BRIEF:
Give every entry again, word for word.

[DATA SUPPLIED start]

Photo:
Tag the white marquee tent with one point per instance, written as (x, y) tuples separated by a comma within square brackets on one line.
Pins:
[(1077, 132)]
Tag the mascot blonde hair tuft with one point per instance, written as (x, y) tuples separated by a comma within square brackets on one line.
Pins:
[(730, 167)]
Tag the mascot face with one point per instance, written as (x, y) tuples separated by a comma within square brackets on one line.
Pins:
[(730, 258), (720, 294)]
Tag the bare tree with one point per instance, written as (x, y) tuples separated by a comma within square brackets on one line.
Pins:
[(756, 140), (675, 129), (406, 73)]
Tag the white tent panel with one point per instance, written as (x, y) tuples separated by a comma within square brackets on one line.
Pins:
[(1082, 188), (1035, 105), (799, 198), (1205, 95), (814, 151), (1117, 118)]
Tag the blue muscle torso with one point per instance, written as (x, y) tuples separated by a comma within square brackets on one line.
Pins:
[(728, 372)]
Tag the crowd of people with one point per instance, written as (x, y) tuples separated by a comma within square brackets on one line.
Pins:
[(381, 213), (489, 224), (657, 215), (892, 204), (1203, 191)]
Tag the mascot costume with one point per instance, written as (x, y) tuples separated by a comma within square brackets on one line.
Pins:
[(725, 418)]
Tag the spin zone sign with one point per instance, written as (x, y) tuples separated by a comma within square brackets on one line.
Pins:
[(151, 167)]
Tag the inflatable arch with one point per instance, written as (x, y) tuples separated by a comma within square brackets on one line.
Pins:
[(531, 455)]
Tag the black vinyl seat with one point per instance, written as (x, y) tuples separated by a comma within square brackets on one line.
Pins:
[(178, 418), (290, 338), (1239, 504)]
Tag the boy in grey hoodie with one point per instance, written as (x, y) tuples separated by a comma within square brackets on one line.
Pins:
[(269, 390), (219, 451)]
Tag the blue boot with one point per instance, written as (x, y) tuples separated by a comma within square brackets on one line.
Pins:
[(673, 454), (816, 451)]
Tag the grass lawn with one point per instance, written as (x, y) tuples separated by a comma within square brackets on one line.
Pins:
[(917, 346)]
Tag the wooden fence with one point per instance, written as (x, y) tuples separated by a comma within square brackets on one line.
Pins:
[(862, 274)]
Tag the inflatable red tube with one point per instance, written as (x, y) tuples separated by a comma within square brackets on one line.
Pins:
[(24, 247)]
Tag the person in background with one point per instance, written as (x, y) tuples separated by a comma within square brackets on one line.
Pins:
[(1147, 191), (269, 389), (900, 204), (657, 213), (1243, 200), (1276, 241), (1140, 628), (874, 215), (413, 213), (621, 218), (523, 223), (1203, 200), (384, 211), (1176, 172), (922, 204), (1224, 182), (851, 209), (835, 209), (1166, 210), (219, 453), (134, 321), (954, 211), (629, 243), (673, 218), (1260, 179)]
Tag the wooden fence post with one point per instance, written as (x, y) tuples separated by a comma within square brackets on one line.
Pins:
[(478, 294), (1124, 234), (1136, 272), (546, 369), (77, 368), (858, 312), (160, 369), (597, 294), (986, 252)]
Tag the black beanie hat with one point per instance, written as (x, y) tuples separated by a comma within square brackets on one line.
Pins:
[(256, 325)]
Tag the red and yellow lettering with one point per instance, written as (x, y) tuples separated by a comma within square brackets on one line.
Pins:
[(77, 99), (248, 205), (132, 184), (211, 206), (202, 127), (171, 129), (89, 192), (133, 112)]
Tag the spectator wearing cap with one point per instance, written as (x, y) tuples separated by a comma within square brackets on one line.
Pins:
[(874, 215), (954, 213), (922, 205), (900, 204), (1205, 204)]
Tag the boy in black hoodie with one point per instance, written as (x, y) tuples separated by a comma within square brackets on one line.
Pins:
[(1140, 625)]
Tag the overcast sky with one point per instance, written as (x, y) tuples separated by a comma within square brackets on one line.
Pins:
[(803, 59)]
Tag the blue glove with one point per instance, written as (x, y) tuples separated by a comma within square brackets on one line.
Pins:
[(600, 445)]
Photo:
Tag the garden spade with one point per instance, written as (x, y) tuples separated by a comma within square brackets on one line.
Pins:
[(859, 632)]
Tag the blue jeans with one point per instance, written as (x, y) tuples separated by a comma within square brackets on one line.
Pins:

[DATA SUPPLIED end]

RESPONSE TO THE EXERCISE:
Photo:
Tag the white marquee tent with one point per instance, written as (x, y) tuples separated by a comma within square brackets on one line.
Pins:
[(1077, 132)]
Tag the mascot blonde hair tuft with one point per instance, written as (x, y) tuples separated by a comma within square brackets on one line.
Pins:
[(730, 167)]
Tag the mascot face with one point per instance, written as (x, y) tuples separated by a comma within square brackets on one line.
Pins:
[(730, 258), (720, 294)]
Tag the bare tree with one point per instance, written as (x, y) tuples separated by a comma within square brackets on one line.
Pins:
[(756, 140), (675, 129), (406, 73)]
Tag the white tent panel with one point per instance, written as (x, y) tuples separated by a comma within square brackets on one line.
Pins:
[(1082, 188), (1035, 105), (799, 198), (1205, 95), (814, 151), (1117, 118)]
Tag the blue muscle torso with one point per instance, written as (x, y) tuples separated by a comma within square brackets on one line.
Pins:
[(728, 372)]
Tag the crowd of people with one point per instance, written as (x, y) tuples separated by a comma within square brackets on one line.
Pins:
[(381, 213), (489, 224), (657, 215), (892, 204), (1203, 191)]
Tag the mascot costume with one point per instance, written as (x, y) tuples separated by a comma within square brackets on one line.
Pins:
[(725, 418)]
Tag the spin zone sign with one point per instance, written as (x, y) tuples separated by a comma within square brackets on one line.
Pins:
[(151, 167)]
Tag the inflatable arch with one point per instance, written as (x, y) tuples separated by a comma within square brackets on one line.
Pins:
[(531, 455)]
Tag the black vinyl seat with one point per instance, written as (x, y) tuples separated by a comma within square brackets on one line.
Pins:
[(178, 418), (290, 338), (1239, 504)]
Tag the boy in grey hoodie with one point per instance, written as (x, y) tuples separated by a comma within square brackets on one line.
Pins:
[(269, 390), (219, 451)]
Tag the blue boot with one point per instance, written as (x, y) tuples separated by a comma within square brackets on one line.
Pins:
[(673, 454), (816, 451)]
Tag the grass lawn with one point per instance, written as (x, y) tuples separated by a comma within square brackets on one line.
Pins:
[(917, 346)]
Tag the wooden fence with one point per instance, written as (x, y) tuples separated by a comma within square brackets on one line.
Pins:
[(862, 274)]
Tag the inflatable red tube with one point per instance, written as (x, y) tuples separated by a comma within square brackets on one line.
Pins:
[(24, 247)]
Tag the person in background with one point per instance, written as (x, y) tuples separated by a comma within square brackets on one line.
Pins:
[(1147, 191), (269, 389), (900, 204), (657, 213), (1243, 200), (1276, 241), (1140, 628), (874, 215), (413, 213), (621, 218), (523, 223), (1203, 200), (384, 211), (1176, 172), (922, 204), (1224, 182), (851, 209), (835, 209), (1166, 210), (219, 453), (134, 321), (954, 211), (629, 243), (673, 218), (1260, 179)]
Tag the wooden fence post with one point per instance, written as (x, y) tuples separated by a comma within square brackets on one line.
Pins:
[(478, 294), (1124, 234), (1136, 272), (546, 369), (77, 368), (858, 312), (160, 369), (597, 294), (986, 252)]
Tag the black beanie hat with one point per instance, written as (x, y) tuples separated by a comma within square brackets on one line.
Pins:
[(256, 325)]
Tag the red and yellow lettering with one point per instance, written as (x, y) tuples separated by a comma within square brackets on one line.
Pins:
[(77, 99), (248, 205), (132, 184), (211, 206), (202, 127), (171, 129), (89, 192), (133, 112)]
Tag the spectator wearing cap with one point per instance, written as (x, y) tuples separated by a comma within square brackets on one line.
Pins:
[(874, 215), (954, 213), (922, 205), (900, 204), (1205, 204)]
Tag the boy in black hoodie with one point per instance, written as (x, y) tuples separated by a comma within square brackets on one line.
Pins:
[(1140, 625)]
Tag the overcast sky with one point per instance, written as (x, y) tuples separated by a comma within square brackets on one line.
Pins:
[(803, 59)]
Tag the blue glove with one point per instance, written as (x, y) tuples separated by a comma within square brackets on one line.
Pins:
[(600, 445)]
Photo:
Tag the garden spade with one point per instance, written as (x, y) tuples separated by a comma within square brackets on one line.
Pins:
[(859, 632)]
Tag the blue jeans with one point per instance, written as (x, y) tuples separated by a comma within square brackets on one line.
Pins:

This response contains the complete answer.